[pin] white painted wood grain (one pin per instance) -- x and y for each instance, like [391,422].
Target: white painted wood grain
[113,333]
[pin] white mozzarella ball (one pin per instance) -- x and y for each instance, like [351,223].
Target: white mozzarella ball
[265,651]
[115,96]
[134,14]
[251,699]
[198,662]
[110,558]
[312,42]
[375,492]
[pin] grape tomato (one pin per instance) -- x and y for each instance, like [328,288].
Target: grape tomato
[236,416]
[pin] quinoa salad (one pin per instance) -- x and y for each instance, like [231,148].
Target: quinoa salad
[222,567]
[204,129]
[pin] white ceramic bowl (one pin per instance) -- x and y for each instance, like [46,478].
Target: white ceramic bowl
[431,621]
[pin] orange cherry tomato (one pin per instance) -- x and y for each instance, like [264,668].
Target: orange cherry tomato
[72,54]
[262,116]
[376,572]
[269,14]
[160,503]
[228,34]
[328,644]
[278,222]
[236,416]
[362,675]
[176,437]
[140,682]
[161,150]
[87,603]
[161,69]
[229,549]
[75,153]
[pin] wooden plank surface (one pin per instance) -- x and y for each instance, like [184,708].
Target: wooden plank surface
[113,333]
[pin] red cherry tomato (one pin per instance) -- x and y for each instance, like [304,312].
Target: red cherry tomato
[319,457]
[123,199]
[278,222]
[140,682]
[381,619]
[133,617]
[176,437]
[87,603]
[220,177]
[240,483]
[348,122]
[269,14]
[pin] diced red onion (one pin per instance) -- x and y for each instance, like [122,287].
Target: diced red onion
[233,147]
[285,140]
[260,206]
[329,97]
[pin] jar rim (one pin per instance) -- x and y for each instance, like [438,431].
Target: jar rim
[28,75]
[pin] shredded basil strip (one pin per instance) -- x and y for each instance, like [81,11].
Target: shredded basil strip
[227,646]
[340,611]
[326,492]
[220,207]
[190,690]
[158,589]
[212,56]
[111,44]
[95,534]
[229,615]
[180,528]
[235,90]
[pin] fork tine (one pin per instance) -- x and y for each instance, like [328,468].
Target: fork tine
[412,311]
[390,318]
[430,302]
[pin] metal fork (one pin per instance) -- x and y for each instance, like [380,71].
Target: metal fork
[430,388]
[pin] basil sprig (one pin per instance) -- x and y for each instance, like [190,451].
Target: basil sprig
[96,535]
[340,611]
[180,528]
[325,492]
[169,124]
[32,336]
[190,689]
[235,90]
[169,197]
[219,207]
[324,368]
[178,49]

_Given instruction_
Rewrite all of the records above as a two-column CSV with the header row text,answer and one row per record. Put each record's wording under text and its answer under answer, each in a double-quoted field with line breaks replaced by spaces.

_Full output_
text,answer
"[pin] white painted wood grain (one pin per instance) -- x and y for each instance, like [391,422]. Target: white painted wood grain","[113,333]"
"[pin] white mozzarella ball (one pin per instance) -- x and y for each instance, like [351,223]. Target: white mozzarella ball","[265,651] [115,96] [134,14] [251,699] [198,662] [110,558] [312,42] [375,492]"
"[pin] grape tomato (one pin per instance) -- x and y for each instance, like [328,288]. Target: grape tomato","[236,416]"
"[pin] quinoa salad (one pin per instance) -- x and y for each instance, like [231,148]. Target: quinoa salad","[222,567] [204,129]"
"[pin] white ceramic bowl (one pin per instance) -- x and y for each instance, like [46,478]. Target: white ceramic bowl","[431,621]"
"[pin] orange cherry tomato (one pin per instance) -- x and y for each instance, like [264,668]. Target: orange cherry tomato","[72,54] [262,116] [376,572] [269,14] [160,503] [228,34] [328,644] [278,222] [236,416] [362,675] [176,437] [140,682] [161,150] [87,603] [161,69] [229,549] [75,153]"
"[pin] wooden plank surface (one pin per instance) -- x and y for each instance, like [184,708]. Target: wooden plank surface","[113,333]"
"[pin] red cherry tomato (one pin per instance) -- x and y for each instance, like [304,312]. Target: red cherry tomato","[319,457] [123,199] [278,222] [140,682] [381,619] [133,617] [176,437] [87,603] [220,177] [240,483] [348,122] [269,14]"
"[pin] diced red onion (one pin per instance) -- x and y for each instance, like [122,287]. Target: diced red onion","[233,147] [285,140] [260,206] [329,97]"
"[pin] jar rim (one pin per instance) -- x and y for each instance, like [438,431]. Target: jar rim","[28,75]"
"[pin] shredded basil strip (one pin per instance) -- x and y for each instance, like [81,11]. Target: shredded basil strip","[227,646] [340,611] [326,492] [220,207] [190,690] [158,589] [212,56] [111,44] [95,534] [229,615] [180,528] [235,90]"
"[pin] fork tine (one pin per instance) -- x and y for each instance, like [328,468]. Target: fork tine","[412,311] [390,318] [430,302]"
"[pin] metal fork (one pin per instance) -- x and y for each instance, like [380,71]. Target: metal fork","[430,388]"
"[pin] basil sprig (one pin per instance) -- x and y for each instance, like [190,451]. Target: basil sprig","[96,535] [340,611] [180,528] [325,492] [169,124] [32,336] [190,689] [235,90] [169,197] [219,207] [324,368] [178,49]"